What needs to be done.
Which lines of the records below contain the word "cabinet"? Report each of them in full.

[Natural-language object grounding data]
========================

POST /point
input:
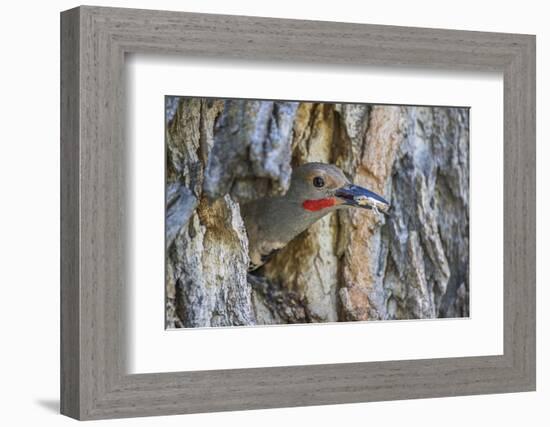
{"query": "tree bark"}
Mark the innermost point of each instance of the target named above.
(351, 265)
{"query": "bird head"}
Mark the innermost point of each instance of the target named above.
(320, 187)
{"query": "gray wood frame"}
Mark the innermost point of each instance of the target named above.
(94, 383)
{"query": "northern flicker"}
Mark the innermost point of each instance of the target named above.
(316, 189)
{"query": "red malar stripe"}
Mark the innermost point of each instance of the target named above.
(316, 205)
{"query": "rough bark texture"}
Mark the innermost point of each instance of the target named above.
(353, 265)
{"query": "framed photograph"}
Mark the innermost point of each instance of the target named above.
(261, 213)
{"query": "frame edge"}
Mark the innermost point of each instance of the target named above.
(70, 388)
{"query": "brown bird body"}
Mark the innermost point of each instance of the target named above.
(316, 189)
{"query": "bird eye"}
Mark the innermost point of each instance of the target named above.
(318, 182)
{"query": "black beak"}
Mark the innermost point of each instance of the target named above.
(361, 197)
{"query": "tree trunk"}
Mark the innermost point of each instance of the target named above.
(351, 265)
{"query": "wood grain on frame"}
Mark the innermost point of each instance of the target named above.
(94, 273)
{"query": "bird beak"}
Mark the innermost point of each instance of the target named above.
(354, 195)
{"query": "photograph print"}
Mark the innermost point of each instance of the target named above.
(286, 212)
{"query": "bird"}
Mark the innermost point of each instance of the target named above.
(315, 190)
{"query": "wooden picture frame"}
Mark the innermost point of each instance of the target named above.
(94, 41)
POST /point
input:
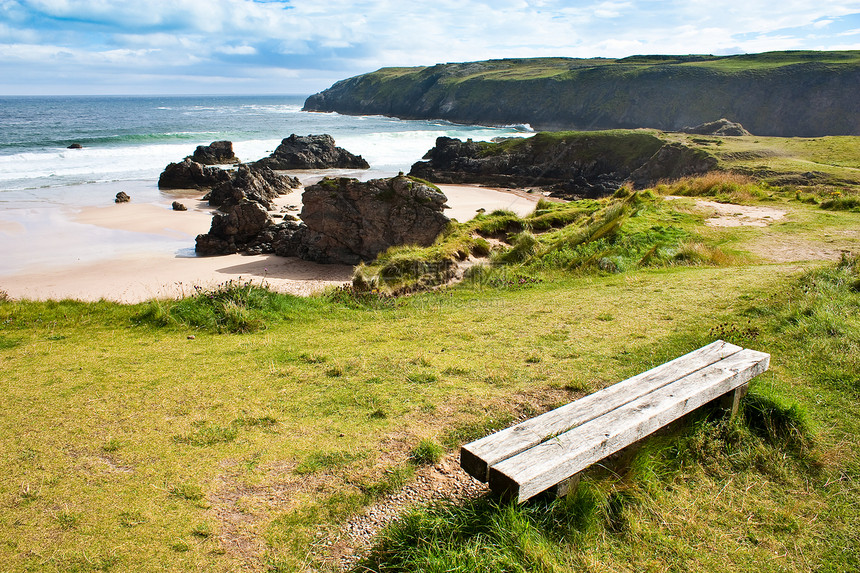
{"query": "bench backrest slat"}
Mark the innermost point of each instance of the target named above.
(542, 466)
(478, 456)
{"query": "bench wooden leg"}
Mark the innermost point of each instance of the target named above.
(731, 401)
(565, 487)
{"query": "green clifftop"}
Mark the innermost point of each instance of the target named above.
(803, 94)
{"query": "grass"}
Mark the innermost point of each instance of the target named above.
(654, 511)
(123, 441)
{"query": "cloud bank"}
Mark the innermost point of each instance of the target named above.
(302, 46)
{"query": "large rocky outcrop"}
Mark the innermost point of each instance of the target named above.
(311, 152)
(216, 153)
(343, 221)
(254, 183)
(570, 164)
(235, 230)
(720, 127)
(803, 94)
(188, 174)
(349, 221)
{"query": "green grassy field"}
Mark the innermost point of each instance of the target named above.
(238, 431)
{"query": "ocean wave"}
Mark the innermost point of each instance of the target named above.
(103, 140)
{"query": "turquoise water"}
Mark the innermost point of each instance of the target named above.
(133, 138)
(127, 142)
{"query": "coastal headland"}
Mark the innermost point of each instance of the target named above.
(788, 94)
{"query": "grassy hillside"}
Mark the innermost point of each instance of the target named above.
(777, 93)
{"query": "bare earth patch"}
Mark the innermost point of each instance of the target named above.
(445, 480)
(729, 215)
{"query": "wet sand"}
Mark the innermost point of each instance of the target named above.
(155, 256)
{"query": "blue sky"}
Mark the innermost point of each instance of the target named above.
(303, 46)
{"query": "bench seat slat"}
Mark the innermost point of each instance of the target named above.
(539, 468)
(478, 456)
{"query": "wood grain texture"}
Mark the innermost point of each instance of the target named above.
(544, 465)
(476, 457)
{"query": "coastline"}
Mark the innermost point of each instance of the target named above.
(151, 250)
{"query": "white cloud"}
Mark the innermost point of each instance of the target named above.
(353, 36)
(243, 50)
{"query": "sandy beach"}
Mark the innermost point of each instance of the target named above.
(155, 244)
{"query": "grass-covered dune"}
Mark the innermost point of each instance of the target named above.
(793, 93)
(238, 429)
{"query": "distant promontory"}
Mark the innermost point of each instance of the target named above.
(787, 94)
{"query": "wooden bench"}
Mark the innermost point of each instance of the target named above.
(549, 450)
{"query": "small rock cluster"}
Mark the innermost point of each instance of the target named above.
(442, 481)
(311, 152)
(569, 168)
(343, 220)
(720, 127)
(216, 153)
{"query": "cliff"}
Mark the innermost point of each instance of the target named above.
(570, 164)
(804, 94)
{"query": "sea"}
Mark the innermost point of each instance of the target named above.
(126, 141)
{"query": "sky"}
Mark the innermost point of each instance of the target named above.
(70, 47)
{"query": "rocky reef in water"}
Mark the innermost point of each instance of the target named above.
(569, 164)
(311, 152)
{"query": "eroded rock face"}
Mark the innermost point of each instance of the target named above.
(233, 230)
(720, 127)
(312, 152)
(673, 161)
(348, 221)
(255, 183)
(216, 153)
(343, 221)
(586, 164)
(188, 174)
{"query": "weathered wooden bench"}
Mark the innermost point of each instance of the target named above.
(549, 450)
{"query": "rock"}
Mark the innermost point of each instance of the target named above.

========================

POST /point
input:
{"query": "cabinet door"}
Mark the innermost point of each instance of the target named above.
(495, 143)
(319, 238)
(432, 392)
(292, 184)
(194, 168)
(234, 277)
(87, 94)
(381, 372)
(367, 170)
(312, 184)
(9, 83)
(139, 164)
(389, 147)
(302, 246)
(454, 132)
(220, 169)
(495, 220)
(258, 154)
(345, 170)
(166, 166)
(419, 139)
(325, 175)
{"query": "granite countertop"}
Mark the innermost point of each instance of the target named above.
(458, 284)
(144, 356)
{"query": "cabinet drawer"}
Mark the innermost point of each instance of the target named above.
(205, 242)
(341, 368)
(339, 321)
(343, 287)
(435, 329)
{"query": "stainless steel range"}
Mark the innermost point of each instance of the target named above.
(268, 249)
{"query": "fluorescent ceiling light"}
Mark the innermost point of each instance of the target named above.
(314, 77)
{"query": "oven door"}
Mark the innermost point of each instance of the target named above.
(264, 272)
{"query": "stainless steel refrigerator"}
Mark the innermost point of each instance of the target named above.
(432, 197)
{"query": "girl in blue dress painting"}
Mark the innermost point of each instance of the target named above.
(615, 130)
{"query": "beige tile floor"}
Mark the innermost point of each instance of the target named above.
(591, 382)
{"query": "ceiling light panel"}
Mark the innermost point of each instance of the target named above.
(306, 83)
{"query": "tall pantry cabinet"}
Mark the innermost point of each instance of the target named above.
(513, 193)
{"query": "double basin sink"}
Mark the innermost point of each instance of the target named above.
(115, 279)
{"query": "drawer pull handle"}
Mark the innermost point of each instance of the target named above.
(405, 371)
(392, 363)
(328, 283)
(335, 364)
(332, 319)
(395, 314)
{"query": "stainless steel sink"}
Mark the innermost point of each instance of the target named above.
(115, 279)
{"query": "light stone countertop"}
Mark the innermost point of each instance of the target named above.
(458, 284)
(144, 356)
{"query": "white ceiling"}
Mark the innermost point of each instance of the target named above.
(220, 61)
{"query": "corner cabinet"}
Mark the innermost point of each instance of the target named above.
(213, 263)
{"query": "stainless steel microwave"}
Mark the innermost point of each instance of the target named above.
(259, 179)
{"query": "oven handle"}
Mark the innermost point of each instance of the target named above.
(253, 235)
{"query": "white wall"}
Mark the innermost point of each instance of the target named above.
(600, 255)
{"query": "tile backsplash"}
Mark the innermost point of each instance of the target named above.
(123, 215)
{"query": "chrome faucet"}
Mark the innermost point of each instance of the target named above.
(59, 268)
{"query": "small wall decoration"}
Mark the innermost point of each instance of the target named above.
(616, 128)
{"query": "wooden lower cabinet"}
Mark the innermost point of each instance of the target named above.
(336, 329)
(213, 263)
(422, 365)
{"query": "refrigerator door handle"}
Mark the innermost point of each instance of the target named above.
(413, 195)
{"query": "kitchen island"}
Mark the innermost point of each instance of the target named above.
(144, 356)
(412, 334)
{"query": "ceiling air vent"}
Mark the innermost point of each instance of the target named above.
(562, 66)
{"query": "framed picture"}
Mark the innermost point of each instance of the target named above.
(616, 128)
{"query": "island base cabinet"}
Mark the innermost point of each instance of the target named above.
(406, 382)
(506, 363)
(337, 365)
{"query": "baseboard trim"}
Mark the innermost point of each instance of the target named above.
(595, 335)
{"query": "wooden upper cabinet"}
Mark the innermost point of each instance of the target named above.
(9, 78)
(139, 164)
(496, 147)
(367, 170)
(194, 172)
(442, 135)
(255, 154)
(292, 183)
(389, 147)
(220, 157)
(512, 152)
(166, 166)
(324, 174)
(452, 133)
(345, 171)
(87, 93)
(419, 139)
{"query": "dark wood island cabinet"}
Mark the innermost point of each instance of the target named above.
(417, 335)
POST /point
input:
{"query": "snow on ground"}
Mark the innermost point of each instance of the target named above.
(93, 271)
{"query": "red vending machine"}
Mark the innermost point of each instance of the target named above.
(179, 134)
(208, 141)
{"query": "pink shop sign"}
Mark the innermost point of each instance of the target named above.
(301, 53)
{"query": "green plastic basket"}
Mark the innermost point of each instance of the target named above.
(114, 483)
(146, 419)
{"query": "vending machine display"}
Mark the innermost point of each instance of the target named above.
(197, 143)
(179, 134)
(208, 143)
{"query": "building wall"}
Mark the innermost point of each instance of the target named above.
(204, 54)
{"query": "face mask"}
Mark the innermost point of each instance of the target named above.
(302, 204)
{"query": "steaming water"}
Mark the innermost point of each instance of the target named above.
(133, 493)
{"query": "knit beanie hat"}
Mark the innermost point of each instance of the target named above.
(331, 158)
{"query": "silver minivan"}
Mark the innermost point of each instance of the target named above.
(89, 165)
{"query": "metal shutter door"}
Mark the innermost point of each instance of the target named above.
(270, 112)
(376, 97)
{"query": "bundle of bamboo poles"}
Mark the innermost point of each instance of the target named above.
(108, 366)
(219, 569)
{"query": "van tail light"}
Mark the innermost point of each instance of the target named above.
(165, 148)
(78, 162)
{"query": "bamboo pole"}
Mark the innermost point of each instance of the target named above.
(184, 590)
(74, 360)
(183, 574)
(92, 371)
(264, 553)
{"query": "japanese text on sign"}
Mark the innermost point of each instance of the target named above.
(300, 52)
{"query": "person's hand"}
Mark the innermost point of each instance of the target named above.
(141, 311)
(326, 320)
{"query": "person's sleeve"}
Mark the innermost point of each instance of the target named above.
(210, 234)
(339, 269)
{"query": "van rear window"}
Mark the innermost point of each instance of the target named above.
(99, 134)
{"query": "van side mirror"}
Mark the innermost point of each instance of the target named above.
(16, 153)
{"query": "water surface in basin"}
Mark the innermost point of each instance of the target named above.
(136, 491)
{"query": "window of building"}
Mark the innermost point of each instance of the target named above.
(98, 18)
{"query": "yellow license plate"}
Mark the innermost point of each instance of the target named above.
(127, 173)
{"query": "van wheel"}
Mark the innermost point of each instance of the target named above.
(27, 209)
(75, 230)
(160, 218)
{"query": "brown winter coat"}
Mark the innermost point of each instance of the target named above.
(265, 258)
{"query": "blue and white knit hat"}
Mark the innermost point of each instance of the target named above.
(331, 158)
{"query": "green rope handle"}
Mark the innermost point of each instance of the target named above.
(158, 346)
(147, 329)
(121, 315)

========================

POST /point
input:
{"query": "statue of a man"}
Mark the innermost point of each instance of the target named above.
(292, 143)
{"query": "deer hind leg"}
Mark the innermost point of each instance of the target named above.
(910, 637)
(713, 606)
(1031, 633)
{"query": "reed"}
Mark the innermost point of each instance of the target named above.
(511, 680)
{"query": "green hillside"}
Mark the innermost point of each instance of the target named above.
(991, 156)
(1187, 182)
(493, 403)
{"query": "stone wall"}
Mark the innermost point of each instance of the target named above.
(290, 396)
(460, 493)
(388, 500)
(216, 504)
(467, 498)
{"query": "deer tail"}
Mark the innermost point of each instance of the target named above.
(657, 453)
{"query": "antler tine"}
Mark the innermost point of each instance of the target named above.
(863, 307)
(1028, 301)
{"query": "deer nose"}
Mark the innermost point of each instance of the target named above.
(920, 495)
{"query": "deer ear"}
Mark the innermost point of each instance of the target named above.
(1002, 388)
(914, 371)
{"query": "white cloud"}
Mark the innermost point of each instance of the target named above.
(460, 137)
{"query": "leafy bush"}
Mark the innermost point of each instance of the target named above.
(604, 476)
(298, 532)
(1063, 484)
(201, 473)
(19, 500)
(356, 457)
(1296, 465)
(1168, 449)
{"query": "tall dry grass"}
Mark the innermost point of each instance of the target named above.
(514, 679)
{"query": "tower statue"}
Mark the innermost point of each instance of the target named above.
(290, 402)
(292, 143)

========================

Task solution.
{"query": "cabinet door"}
{"query": "cabinet drawer"}
{"query": "tall pantry cabinet"}
{"query": "corner cabinet"}
{"query": "wooden lower cabinet"}
{"query": "island base cabinet"}
{"query": "wooden upper cabinet"}
{"query": "dark wood island cabinet"}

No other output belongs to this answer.